• STATED GOAL: Copy out every one of the following entries line for line, without changing anything.

• INPUT DATA:
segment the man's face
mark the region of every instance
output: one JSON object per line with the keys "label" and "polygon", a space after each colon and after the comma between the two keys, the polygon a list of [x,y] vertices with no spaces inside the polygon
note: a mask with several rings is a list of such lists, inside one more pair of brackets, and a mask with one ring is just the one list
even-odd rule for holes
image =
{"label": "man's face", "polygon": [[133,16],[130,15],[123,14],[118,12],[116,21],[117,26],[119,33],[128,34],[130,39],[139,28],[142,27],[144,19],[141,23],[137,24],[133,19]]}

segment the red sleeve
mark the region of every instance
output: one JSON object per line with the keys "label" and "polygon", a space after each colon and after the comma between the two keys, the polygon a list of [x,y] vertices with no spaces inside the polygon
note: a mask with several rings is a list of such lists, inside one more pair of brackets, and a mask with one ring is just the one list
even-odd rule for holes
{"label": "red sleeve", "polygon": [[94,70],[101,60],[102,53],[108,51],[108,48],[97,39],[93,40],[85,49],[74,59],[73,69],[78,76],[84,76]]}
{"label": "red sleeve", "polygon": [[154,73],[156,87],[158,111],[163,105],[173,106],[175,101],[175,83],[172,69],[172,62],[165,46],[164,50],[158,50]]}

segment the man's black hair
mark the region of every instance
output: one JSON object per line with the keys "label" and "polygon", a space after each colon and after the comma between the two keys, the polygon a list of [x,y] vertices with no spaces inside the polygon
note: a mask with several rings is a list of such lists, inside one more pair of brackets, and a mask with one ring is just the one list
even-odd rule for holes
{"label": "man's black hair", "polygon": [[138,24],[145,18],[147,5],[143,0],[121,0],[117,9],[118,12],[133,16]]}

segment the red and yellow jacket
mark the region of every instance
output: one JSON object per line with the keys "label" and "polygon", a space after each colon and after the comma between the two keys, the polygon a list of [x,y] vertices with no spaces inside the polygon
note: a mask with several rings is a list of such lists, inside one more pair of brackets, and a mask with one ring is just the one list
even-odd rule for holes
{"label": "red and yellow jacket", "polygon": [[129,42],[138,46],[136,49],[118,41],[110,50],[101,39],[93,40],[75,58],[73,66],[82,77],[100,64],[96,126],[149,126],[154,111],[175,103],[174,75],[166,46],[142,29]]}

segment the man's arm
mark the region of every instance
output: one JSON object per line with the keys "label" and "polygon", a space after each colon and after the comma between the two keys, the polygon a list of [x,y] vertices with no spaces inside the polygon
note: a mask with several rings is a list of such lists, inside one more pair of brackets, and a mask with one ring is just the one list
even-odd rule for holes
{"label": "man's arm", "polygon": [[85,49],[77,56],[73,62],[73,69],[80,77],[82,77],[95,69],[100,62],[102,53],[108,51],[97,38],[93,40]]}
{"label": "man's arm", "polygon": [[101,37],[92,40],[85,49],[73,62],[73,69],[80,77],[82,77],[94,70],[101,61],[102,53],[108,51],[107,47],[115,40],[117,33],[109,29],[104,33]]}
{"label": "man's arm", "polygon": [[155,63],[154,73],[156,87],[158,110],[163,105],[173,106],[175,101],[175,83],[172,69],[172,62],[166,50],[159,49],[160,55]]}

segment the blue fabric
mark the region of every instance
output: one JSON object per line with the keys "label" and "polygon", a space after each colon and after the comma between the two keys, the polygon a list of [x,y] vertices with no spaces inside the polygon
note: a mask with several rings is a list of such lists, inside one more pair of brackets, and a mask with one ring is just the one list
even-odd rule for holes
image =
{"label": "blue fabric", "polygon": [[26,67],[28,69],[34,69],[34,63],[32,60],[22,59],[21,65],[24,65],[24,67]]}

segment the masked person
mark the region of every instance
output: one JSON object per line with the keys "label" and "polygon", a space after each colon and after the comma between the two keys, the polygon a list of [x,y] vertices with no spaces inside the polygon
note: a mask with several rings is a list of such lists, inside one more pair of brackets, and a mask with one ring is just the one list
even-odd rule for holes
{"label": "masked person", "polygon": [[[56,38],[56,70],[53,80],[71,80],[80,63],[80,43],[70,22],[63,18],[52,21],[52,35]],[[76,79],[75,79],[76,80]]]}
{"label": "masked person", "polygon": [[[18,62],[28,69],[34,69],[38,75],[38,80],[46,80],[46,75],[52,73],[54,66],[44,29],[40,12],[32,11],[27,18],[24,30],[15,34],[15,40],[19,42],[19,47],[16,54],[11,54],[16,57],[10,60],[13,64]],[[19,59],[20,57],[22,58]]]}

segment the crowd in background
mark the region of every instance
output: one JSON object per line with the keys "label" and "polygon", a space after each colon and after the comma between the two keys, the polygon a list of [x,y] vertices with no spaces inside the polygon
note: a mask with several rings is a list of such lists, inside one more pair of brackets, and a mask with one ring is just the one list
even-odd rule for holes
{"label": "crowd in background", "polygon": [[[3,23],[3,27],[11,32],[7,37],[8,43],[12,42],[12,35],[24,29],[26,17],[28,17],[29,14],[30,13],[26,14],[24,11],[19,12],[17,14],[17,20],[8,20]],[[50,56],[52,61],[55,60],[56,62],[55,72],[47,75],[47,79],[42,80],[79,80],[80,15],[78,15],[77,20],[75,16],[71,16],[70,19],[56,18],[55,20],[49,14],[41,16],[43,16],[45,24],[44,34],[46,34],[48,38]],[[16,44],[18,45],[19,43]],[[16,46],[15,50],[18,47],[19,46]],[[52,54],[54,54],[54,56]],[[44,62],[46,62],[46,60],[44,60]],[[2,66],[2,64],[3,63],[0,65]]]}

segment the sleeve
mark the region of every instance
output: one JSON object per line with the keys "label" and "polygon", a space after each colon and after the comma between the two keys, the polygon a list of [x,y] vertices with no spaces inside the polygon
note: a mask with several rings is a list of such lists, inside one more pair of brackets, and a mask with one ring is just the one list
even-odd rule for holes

• OUTPUT BELOW:
segment the man's face
mark the region of every instance
output: one JSON object per line with the keys "label" and "polygon", a space after each colon and after the comma between the two keys, the polygon a list of [x,y] vertices with no spaces inside the polygon
note: a mask with several rings is a list of such lists, inside one more pair of brackets, and a mask with one ring is just the one list
even-odd rule for holes
image =
{"label": "man's face", "polygon": [[133,16],[130,15],[123,14],[118,12],[116,21],[117,26],[119,33],[128,34],[130,39],[139,28],[142,27],[144,19],[141,23],[137,24],[133,19]]}

segment the red sleeve
mark the region of every instance
output: one JSON object per line with the keys "label" and "polygon", a space after each colon and after the comma between the two keys, the polygon a list of [x,y] vertices with no spaces inside the polygon
note: a mask with several rings is a list of such lists, inside one more pair of brackets, and a mask with one ring is just the one list
even-odd rule for holes
{"label": "red sleeve", "polygon": [[94,70],[101,60],[102,53],[108,51],[108,48],[97,39],[93,40],[85,49],[74,59],[73,69],[78,76],[84,76]]}
{"label": "red sleeve", "polygon": [[154,73],[156,87],[158,111],[163,105],[173,106],[175,101],[175,83],[172,69],[172,62],[165,46],[164,50],[158,50]]}

segment the man's black hair
mark the region of every instance
output: one JSON object per line with the keys "label" and "polygon", a space after each colon and after the comma between the two keys, the polygon a list of [x,y] vertices with no spaces inside the polygon
note: a mask with several rings is a list of such lists, inside one more pair of brackets, and a mask with one ring is just the one list
even-odd rule for holes
{"label": "man's black hair", "polygon": [[138,24],[145,18],[147,5],[143,0],[121,0],[117,9],[118,12],[133,16]]}

segment the red and yellow jacket
mark the region of every instance
output: one JSON object per line with the keys "label" and "polygon", a space after each colon and after the comma between the two keys, the polygon a list of [x,y] vertices with no spaces inside the polygon
note: a mask with several rings is a list of such lists, inside one more pair of brackets, and a mask with one ring is just the one list
even-odd rule for holes
{"label": "red and yellow jacket", "polygon": [[129,42],[138,46],[136,49],[118,41],[110,50],[101,39],[93,40],[75,58],[73,66],[82,77],[100,64],[96,126],[149,126],[154,111],[175,103],[174,75],[166,46],[142,29]]}

segment the man's arm
mark the region of every instance
output: one JSON object per line with the keys "label" and "polygon", a space after each colon and after the comma between the two keys, the polygon a list of [x,y] vertices with no spaces inside the polygon
note: a mask with several rings is a list of such lists, inside one more pair of brackets, and a mask with one ring is just the one list
even-odd rule for holes
{"label": "man's arm", "polygon": [[85,49],[77,56],[73,62],[73,69],[80,77],[82,77],[95,69],[100,62],[102,53],[108,51],[97,38],[93,40]]}
{"label": "man's arm", "polygon": [[101,37],[92,40],[85,49],[73,62],[73,69],[80,77],[82,77],[94,70],[101,61],[102,53],[108,51],[107,47],[115,40],[117,33],[109,29],[104,33]]}
{"label": "man's arm", "polygon": [[155,63],[154,73],[156,87],[158,110],[163,105],[173,106],[175,101],[175,83],[172,69],[172,62],[166,50],[159,49],[160,55]]}

segment the blue fabric
mark the region of every instance
output: one JSON object per line with the keys "label" and "polygon", a space after each colon and after the comma between the two keys, the polygon a list of [x,y] vertices with no spaces inside the polygon
note: a mask with several rings is a list of such lists, inside one more pair of brackets, and a mask with one ring is just the one list
even-odd rule for holes
image =
{"label": "blue fabric", "polygon": [[26,67],[28,69],[34,69],[34,63],[32,60],[22,59],[21,65],[24,65],[24,67]]}

segment the masked person
mark the region of every instance
output: one JSON object per line with the keys "label" and "polygon", a space after each colon and after the comma between the two keys, the polygon a list of [x,y] vertices with no spaces inside the polygon
note: a mask with several rings is a list of such lists, inside one more pair of brackets, and a mask with one ring is just the one list
even-odd rule for holes
{"label": "masked person", "polygon": [[[56,38],[56,70],[53,80],[71,80],[80,63],[80,43],[70,22],[63,18],[52,21],[52,35]],[[76,79],[75,79],[76,80]]]}
{"label": "masked person", "polygon": [[[18,62],[28,69],[34,69],[38,75],[38,80],[46,80],[46,75],[52,73],[54,66],[44,29],[40,12],[32,11],[27,18],[24,30],[15,34],[15,40],[19,42],[19,47],[16,54],[11,54],[16,57],[10,60],[13,64]],[[19,59],[20,57],[22,58]]]}

segment the crowd in background
mark the region of every instance
output: one JSON object per line with the keys "label" and "polygon", a space after each colon and after the comma between the two keys, the polygon a list of [x,y] vertices with no spaces inside the polygon
note: a mask with several rings is a list of such lists, inside one more pair of brackets, and a mask with one ring is just the one list
even-odd rule for holes
{"label": "crowd in background", "polygon": [[[3,23],[3,27],[11,32],[7,37],[8,43],[12,42],[12,35],[24,29],[26,17],[28,17],[29,14],[30,13],[26,14],[24,11],[19,12],[17,14],[17,20],[8,20]],[[50,56],[52,61],[55,60],[56,62],[55,72],[47,75],[47,79],[42,80],[79,80],[80,15],[78,15],[77,20],[75,16],[71,16],[70,19],[56,18],[55,20],[49,14],[41,16],[43,16],[45,24],[44,34],[46,34],[48,38]],[[16,44],[18,45],[19,43]],[[16,46],[15,50],[18,47],[19,46]],[[52,54],[54,54],[54,56]],[[44,62],[46,62],[46,60],[44,60]],[[2,66],[2,64],[3,63],[0,65]]]}

segment the sleeve
mark the region of every instance
output: one JSON object per line with the keys "label" and "polygon", a space after each colon and after the comma between the two keys, the polygon a list of [x,y] vertices with no spaces inside the polygon
note: a mask with several rings is a list of such lists, inside one more pair of brackets, and a mask with one ring is just the one list
even-odd rule for holes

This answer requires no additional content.